STEYR. Belinda Ahrer schildert in ihrem Leserbrief, warum ihr beim Frühstück ihr Kipferl fast im Halse stecken blieb.
An einem Morgen kurz vor Weihnachten, Vorfreude und besinnliches Einstimmen waren geplant, doch dann diese Schlagzeile zum Frühstückskaffee: “Plan des Landes: 'Pflegeleichte' Bäume sollen Allee in Werndl-Straße ersetzen ... erste Rodungen bereit im Jänner geplant”. Als Bewohnerin der Werndl-Straße blieb mir mein Kipferl fast im Halse stecken.
Große, mächtige altehrwürdige Linden und Kastanien sollen gefällt werden? Wem fällt so etwas ein? Bäume, die im Sommer das Klima neben der Asphaltstraße deutlich verbessern. Geht man vom Citypoint stadtauswärts Richtung Garsten, macht es an heißen Sommertagen einen deutlichen Unterschied, für welche Straßenseite man sich entscheidet. Links sind teilweise sehr kleine, junge Bäume, rechts die prächtigen Baumkronen von Linden und Kastanien die Schatten spenden. Diese Bäume sind eine Klimaanlage - in Zeiten von Klimawandel und Erderwärmung grenzt eine “Verjüngung” durch schlanke (und anfänglich vermutlich noch zu kleine) Bäume an blanken Hohn, vor allem all jenen gegenüber, die ihren Beitrag leisten und innerstädtisch kurze Wege zu Fuß zurücklegen.

########

- _Aufgaben_
• A. Beantworte anhand des Leserbriefs diese Fragen:
(i) Welche Baumarten sollen laut dem Text gefällt werden?
(ii) Wann sind laut der Schlagzeile die ersten Rodungen geplant?
(iii) Was steht auf der linken Straßenseite, wenn man vom Citypoint stadtauswärts Richtung Garsten geht?
• B. Übersetze diesen Satz aus dem Leserbrief ins Englische: „Als Bewohnerin der Werndl-Straße blieb mir mein Kipferl fast im Halse stecken.“
• C. Führe den Leserbrief über die Allee in der Werndl-Straße nach seinem letzten Satz weiter.

- _Rohdaten_
########

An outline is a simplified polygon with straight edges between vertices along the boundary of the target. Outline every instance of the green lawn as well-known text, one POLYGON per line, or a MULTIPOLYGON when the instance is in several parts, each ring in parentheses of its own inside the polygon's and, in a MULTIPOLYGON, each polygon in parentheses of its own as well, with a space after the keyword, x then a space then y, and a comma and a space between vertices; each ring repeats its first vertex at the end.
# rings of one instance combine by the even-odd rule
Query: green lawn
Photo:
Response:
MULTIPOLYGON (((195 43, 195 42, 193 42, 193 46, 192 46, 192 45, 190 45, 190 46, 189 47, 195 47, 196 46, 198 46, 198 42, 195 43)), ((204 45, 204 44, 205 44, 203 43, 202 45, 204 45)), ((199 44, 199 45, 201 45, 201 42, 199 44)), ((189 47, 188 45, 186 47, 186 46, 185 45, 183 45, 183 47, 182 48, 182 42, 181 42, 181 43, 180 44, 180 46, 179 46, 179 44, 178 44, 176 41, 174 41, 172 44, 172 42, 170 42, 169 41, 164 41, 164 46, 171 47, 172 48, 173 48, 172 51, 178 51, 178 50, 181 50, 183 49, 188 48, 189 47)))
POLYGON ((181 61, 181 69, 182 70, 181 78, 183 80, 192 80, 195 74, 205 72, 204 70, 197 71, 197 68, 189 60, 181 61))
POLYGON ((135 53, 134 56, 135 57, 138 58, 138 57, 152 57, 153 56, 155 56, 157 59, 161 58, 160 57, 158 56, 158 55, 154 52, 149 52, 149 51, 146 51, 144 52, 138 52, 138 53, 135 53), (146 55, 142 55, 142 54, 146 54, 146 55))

########

- _Lösungen_
• A.
(i) Linden und Kastanien
(ii) Im Jänner
(iii) Teilweise sehr kleine, junge Bäume

• B. As a resident of Werndl-Straße, I nearly choked on my Kipferl.

• C.
So geht es nicht
Es wird seitens des Landes mit einem enormen Pflegeaufwand für die alten Bäume argumentiert. Als Anrainer durfte ich die Pflege bisher einmal beobachten. Mitarbeiter der Stadtgärtnerei haben die “Kohlenstoffspeicher” bis zur Unkenntlichkeit auf den Hauptstamm gestutzt. Nach diesem radikalen Schnitt blieb lediglich ein großer Stamm und starker Triebwuchs übrig. Mangels Expertenwissen meinerseits erfolgte ein Einlesen in die Thematik, und siehe da - so geht’s nicht. Ein Baum braucht dicke, kräftige Äste, um bei Wetterextreme standhalten zu können. Über Jahre hinweg wurde diesen Bäumen aber immer wieder die Möglichkeit genommen, diese Äste auszubilden. Die Argumentation seitens des Landes, es handle sich um Schutzmaßnahmen um herabfallende Äste zu verhindern, zeigt für mich doch nur, wie wenig in den letzten Jahren auf fachmännische Baumpflege geachtet wurde. Offenbar hat man sich durch die Kostenreduktion bei der Pflege ein Problem geschaffen, welches man nun mit angeblich noch pflegeleichteren Bäumen zu lösen versucht. Dieser Lösungsansatz ist nicht nur falsch, sondern obendrein auch noch kurzsichtig. Der Austausch gegen schlanke Bäume ist laut Experten höchstens anfänglich etwas weniger Pflegeaufwand, in ein paar Jahren steht man vermutlich wieder bei den heutigen Pflegekosten.
Bäume sind Klimakapital in das man jetzt investieren muss. Ich weiß nicht, wie ich meinen Kindern erklären soll, warum wir für kurzfristig geringe Einsparungen deren Zukunftskapital beschneiden.